** BEGIN Information provided **

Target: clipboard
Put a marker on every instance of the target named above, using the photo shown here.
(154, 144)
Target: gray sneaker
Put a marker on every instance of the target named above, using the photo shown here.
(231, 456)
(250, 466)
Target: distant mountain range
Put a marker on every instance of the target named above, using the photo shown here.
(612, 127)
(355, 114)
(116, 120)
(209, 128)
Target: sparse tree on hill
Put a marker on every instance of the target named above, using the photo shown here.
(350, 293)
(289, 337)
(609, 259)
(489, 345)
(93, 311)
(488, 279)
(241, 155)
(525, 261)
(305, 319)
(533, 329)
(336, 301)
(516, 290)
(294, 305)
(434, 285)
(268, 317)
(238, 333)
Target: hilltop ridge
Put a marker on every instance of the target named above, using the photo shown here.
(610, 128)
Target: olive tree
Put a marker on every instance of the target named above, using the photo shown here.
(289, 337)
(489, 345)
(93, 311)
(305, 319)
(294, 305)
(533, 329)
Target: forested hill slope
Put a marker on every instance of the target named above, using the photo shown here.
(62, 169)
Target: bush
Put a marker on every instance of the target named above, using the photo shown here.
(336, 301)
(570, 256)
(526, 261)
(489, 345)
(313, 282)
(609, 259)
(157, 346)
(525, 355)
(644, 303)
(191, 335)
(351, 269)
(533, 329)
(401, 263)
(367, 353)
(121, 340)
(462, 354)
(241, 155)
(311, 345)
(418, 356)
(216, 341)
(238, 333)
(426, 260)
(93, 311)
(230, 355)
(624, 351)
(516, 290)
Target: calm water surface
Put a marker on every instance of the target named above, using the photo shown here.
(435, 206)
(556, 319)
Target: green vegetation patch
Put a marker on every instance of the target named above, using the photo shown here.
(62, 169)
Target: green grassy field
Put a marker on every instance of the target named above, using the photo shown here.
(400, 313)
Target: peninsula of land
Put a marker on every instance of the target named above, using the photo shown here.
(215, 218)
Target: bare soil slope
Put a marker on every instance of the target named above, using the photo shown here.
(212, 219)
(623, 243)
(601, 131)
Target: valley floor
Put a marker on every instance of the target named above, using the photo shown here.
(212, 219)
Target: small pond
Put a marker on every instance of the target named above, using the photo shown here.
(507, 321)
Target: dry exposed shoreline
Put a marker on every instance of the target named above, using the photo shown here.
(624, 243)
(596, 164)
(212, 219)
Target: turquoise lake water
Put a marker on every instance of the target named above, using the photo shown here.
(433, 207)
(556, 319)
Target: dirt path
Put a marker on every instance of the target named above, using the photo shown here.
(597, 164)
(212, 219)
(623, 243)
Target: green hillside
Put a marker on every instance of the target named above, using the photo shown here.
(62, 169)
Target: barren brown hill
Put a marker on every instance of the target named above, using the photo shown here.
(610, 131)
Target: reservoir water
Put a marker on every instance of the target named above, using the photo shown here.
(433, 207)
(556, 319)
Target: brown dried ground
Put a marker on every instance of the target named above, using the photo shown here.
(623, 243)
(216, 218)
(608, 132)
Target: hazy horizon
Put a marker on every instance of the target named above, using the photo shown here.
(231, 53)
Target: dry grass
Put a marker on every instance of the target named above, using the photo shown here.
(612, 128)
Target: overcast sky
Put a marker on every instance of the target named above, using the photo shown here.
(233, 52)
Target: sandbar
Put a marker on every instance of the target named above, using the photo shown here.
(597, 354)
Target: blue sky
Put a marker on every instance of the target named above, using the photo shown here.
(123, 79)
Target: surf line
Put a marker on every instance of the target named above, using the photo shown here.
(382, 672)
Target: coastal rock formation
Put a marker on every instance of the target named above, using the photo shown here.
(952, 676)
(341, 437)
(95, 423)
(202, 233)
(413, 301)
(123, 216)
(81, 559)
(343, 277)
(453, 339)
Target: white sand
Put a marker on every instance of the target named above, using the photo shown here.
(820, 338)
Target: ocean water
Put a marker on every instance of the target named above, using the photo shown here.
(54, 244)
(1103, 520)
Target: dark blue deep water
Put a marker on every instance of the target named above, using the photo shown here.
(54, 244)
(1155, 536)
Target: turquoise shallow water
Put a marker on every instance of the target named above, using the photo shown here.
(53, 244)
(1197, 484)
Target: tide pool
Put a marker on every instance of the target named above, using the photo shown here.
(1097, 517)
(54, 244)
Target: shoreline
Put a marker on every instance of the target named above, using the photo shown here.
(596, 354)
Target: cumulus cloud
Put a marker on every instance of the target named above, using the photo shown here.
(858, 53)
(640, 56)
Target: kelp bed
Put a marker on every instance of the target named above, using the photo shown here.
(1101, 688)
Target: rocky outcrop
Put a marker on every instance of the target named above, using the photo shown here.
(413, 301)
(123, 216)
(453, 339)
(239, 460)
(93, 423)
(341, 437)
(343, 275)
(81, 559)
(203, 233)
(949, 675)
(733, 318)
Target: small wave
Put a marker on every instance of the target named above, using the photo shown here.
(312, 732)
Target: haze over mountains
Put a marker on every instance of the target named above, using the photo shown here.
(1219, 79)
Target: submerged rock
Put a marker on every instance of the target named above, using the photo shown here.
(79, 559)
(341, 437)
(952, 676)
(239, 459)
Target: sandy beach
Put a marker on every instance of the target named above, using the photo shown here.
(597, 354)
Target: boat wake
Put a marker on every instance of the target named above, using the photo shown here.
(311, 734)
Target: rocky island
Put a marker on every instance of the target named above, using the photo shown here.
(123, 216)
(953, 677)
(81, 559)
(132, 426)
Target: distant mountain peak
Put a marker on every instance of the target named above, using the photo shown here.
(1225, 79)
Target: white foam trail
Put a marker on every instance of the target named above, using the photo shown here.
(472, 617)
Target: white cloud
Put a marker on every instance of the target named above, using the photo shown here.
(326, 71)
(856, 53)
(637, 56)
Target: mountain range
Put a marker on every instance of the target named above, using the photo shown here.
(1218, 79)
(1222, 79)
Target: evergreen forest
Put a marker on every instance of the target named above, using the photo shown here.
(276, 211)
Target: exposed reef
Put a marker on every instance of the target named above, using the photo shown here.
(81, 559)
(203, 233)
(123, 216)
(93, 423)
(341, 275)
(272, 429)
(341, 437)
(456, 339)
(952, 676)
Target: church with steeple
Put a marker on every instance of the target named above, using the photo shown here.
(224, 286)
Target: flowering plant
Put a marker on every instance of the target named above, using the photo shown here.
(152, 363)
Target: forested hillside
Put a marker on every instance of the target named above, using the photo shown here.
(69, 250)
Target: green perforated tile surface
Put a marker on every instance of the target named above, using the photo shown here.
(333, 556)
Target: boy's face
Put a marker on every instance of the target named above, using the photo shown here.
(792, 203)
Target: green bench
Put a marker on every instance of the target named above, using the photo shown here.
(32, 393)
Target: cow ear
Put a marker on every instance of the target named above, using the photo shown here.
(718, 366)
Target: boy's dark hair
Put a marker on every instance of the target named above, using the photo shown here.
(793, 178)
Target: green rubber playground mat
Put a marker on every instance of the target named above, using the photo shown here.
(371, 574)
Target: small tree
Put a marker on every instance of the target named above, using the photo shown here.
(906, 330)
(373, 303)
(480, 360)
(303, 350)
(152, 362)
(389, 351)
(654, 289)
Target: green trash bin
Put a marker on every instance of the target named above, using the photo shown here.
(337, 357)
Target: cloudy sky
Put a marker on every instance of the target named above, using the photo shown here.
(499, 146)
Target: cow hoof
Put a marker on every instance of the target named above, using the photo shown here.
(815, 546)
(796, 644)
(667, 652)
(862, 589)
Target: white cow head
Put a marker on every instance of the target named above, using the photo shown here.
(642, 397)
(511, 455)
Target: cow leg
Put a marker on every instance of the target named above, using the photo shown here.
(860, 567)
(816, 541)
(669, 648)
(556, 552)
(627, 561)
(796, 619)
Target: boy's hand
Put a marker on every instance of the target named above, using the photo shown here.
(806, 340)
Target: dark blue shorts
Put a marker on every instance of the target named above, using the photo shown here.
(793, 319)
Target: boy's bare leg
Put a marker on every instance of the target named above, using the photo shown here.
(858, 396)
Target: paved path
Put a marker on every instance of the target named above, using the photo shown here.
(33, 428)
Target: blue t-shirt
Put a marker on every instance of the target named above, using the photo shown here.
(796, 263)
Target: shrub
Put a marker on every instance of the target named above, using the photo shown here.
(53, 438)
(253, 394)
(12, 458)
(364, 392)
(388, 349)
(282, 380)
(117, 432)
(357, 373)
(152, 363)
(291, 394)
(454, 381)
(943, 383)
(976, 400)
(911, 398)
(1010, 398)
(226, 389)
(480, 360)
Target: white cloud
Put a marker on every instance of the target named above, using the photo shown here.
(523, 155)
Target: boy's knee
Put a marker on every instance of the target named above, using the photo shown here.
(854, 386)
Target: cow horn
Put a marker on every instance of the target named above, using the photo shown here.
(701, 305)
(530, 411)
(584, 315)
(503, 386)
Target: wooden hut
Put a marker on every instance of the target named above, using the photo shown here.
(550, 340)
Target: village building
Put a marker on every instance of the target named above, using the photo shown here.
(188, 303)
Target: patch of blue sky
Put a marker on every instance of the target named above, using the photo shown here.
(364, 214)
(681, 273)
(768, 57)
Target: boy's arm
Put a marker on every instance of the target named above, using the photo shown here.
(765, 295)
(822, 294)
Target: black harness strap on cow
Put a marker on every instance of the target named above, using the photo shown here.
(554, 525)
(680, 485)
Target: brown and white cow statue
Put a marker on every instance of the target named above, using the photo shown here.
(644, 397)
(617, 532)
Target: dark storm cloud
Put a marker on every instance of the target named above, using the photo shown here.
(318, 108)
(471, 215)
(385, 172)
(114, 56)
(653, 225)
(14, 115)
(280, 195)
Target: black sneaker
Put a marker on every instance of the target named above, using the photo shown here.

** END Information provided **

Reproduce the stretch of records from the line containing "Target: coastal rock formation" through the line containing "(1103, 520)", keeping every line, and add -98 to each number in the point coordinates.

Target: coastal rock formation
Put a marker on every instance of the target named above, using the photo shown here.
(854, 578)
(243, 339)
(-3, 325)
(104, 135)
(315, 203)
(25, 118)
(-17, 461)
(245, 179)
(355, 241)
Target: white sand
Put a marker on every instance of the target named above, using the photo shown here.
(722, 240)
Target: ocean water
Put a marker on every instance of the target named above, using the photo shown here.
(-44, 146)
(1005, 422)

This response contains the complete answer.